Recorded data
* * * *
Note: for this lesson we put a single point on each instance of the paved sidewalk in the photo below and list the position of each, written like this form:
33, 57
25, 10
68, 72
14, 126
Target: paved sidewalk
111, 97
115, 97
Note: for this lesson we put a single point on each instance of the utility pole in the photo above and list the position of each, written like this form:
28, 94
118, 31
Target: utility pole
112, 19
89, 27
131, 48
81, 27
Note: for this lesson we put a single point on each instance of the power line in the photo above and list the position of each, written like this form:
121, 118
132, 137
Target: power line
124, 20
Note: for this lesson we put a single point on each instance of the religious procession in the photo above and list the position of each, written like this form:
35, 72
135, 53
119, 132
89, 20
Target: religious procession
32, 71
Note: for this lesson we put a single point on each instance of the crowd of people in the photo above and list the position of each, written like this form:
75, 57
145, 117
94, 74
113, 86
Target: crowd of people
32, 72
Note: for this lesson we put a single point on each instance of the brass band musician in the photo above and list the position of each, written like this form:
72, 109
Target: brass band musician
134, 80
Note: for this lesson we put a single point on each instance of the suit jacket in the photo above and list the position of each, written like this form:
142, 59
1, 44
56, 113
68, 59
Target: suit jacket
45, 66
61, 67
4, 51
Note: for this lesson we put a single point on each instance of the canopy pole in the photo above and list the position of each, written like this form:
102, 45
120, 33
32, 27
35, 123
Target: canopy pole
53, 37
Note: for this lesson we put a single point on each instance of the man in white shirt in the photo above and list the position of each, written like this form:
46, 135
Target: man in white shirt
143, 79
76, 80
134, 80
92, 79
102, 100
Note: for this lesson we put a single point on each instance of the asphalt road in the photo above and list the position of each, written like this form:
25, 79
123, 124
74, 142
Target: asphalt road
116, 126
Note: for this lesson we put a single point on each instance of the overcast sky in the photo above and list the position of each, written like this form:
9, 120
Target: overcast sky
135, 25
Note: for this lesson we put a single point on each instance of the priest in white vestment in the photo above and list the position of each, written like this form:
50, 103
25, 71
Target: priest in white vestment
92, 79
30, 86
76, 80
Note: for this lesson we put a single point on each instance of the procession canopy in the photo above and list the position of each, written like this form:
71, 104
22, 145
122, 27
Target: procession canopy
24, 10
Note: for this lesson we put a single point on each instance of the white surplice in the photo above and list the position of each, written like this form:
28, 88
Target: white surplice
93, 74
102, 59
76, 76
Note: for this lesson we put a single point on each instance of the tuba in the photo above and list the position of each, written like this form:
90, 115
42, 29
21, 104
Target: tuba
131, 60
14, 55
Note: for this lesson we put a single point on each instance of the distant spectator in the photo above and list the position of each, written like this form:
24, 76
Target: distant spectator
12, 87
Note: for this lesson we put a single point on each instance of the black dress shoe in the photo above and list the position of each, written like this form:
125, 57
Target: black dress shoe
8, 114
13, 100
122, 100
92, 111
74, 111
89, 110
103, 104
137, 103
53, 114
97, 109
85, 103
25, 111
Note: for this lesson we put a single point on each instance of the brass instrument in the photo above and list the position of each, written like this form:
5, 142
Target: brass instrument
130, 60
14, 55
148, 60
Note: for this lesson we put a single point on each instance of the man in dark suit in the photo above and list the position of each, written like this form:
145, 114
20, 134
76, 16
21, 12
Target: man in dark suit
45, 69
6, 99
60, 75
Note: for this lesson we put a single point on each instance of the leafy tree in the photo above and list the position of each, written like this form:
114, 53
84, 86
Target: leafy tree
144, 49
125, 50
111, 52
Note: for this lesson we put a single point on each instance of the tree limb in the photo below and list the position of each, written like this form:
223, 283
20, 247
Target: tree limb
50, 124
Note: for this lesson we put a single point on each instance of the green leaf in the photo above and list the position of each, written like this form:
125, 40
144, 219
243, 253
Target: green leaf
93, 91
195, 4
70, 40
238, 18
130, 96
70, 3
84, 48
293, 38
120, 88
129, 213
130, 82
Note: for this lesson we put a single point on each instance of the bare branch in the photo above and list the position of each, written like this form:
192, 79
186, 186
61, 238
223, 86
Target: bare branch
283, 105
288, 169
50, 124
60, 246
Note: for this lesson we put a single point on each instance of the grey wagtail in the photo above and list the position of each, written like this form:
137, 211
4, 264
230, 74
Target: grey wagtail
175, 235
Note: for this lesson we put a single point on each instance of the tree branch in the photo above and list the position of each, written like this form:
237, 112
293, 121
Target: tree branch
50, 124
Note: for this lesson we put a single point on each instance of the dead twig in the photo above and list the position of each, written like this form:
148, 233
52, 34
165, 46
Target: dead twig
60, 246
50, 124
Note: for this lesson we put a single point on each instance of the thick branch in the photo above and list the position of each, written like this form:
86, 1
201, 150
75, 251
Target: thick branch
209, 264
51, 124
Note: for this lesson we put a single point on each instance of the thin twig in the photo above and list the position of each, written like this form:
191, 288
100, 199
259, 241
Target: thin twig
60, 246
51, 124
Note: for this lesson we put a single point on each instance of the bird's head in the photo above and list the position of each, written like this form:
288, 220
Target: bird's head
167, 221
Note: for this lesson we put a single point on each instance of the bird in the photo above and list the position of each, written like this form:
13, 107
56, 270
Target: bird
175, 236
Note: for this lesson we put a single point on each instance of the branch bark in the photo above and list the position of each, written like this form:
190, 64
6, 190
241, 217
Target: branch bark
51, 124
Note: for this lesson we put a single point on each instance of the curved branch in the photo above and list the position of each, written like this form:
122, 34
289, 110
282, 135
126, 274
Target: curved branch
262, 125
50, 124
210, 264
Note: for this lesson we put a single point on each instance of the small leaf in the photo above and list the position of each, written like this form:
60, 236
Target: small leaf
* * * *
**Aim of the task**
Retype every record above exactly as written.

**Task answer**
Note: for this lesson we put a single point on each instance of the paved sidewalk in the photo below and list the position of each, written like this form:
33, 57
25, 10
68, 72
14, 126
Target: paved sidewalk
111, 97
115, 97
Note: for this lesson we put a single point on each instance of the utility pole in the photo above and list the position of each, written like this form:
28, 94
118, 31
Target: utility pole
112, 19
89, 27
131, 48
81, 27
Note: for this lesson we put a single point on each instance of the power line in the photo above and list the position of each, written like this form:
121, 118
132, 137
Target: power line
124, 20
Note: for this lesson we put a single point on each instance of the religious procession in the photo above and list the position of each, written like this form:
35, 72
135, 53
119, 132
89, 20
Target: religious procession
32, 71
Note: for this lesson we put a single point on each instance of the crowd of people in the photo above and list the position of each, written like this form:
75, 57
145, 117
94, 74
113, 86
Target: crowd of people
32, 72
Note: for this lesson we put a single point on each instance of the brass band musician in the photo above and list the position of each, written like this form:
72, 109
Target: brass band musician
134, 80
Note: for this lesson we put a single point on each instance of the suit jacket in the photo above and list the position of each, written like this form:
142, 59
1, 44
56, 113
68, 59
Target: suit jacket
45, 66
61, 67
4, 51
Note: for this lesson we put a single point on each instance of the canopy pole in the photo above and list the position of each, written like this form:
102, 45
120, 33
32, 27
35, 123
Target: canopy pole
53, 37
Note: for this lesson we put a single point on each instance of the man in white shirt in the photo above and list the position of each, written like this form:
46, 135
Target: man in white shirt
143, 79
76, 80
134, 80
92, 79
102, 100
Note: for this lesson we put a single point on each instance of the asphalt road in the photo above and list the position of each, written like this form:
25, 79
123, 124
74, 142
Target: asphalt road
116, 126
Note: for this lesson we put a single point on each instance of the overcast sky in the photo above and list the position of each, written like this form:
9, 120
Target: overcast sky
135, 25
Note: for this lesson we put a single point on each instance of the priest in white vestment in the photo above and list the position of each, written like this form:
50, 103
25, 71
Target: priest in white vestment
92, 79
30, 86
76, 80
Note: for this lesson we put a single point on each instance of the procession canopy in the photo above and list the position of each, written like this form:
71, 104
22, 145
122, 27
Target: procession canopy
24, 10
Note: for this lesson we put a single point on each instance of the white surplice in the photo above and list the position of each, written like this form:
28, 88
Target: white surplice
93, 74
102, 59
76, 76
Note: for this lesson we put a single point on each instance of the tuba in the photo above and list the position of each, written like this form:
90, 115
42, 29
21, 104
Target: tuba
131, 60
14, 55
Note: for this lesson we put a single point on each instance of the distant spectator in the photo above and list the position of each, written like this form:
24, 76
Target: distant spectator
12, 87
Note: for this lesson we put a single point on each instance of the black dress shoe in the photo above and list the position of each, written like this form:
125, 57
Target: black dress shoe
8, 114
13, 100
122, 100
92, 111
74, 111
89, 110
103, 104
137, 103
53, 114
97, 109
85, 103
25, 111
Note: for this lesson we put a single point on each instance of the brass instrument in the photo above and list the position of each, written like this form:
5, 142
Target: brass instrument
130, 60
14, 55
148, 60
Note: for this lesson we put a single point on each instance of the man in dark suit in the photo above and list the position of each, written like this form:
145, 114
20, 134
76, 16
21, 12
Target: man in dark suit
45, 69
6, 99
60, 75
Note: for this lesson we put a single point on each instance of the leafy tree in the photo above and list the position of each, written like this form:
114, 53
84, 86
Target: leafy tree
144, 49
125, 50
111, 52
Note: for this lesson we put a single point on each instance of the tree limb in the photo below and list the position of each, written like this form:
223, 283
20, 247
Target: tree limb
50, 124
Note: for this lesson we put a single point on each instance of the green leaf in the photo above and list the position of each, written like this form:
125, 40
144, 219
243, 253
Target: green leaf
93, 91
195, 4
70, 40
238, 18
130, 96
70, 3
84, 48
293, 38
120, 88
129, 213
130, 82
Note: for this lesson we put a single point on each instance of the bare branch in the photo above and list the position of each, written like this form:
192, 79
186, 186
61, 238
223, 86
Target: bare branch
283, 105
288, 169
50, 124
60, 246
Note: for this lesson we put a single point on each instance of the grey wagtail in the photo above and list the position of each, written like this form:
137, 211
4, 264
230, 74
Target: grey wagtail
175, 235
Note: for this lesson we put a single point on each instance of the tree branch in the photo above and list the position of each, written like this form:
237, 112
293, 121
Target: tree branch
50, 124
Note: for this lesson we put a single point on each instance of the dead twig in the photo above and list the position of each, written like this form:
148, 233
52, 34
165, 46
Target: dead twig
60, 246
50, 124
Note: for this lesson we put a single point on each instance of the thick branch in the photo above and list the position of each, written like this form:
86, 1
201, 150
75, 251
Target: thick branch
209, 264
51, 124
Note: for this lesson we put a single point on each instance of the thin twig in the photo above and list the position of each, written like this form:
191, 288
100, 199
259, 241
Target: thin twig
60, 246
51, 124
Note: for this lesson we put a single point on each instance of the bird's head in the photo above and list the position of each, written like this form:
288, 220
Target: bird's head
167, 221
Note: for this lesson we put a single point on each instance of the bird in the photo above and list the position of each, written like this form:
13, 107
56, 270
Target: bird
175, 236
Note: for this lesson we put a single point on each instance of the branch bark in the photo above and list the position of each, written like this form:
190, 64
6, 190
241, 217
Target: branch bark
51, 124
Note: for this lesson we put a single point on each instance of the curved branch in the photo above and list the position of each, written like this form:
122, 34
289, 110
282, 135
126, 274
Target: curved branch
262, 125
50, 124
210, 264
Note: for this lesson we put a single point on each instance of the small leaf in the photo above and list the position of each, written like this form:
60, 236
Target: small leaf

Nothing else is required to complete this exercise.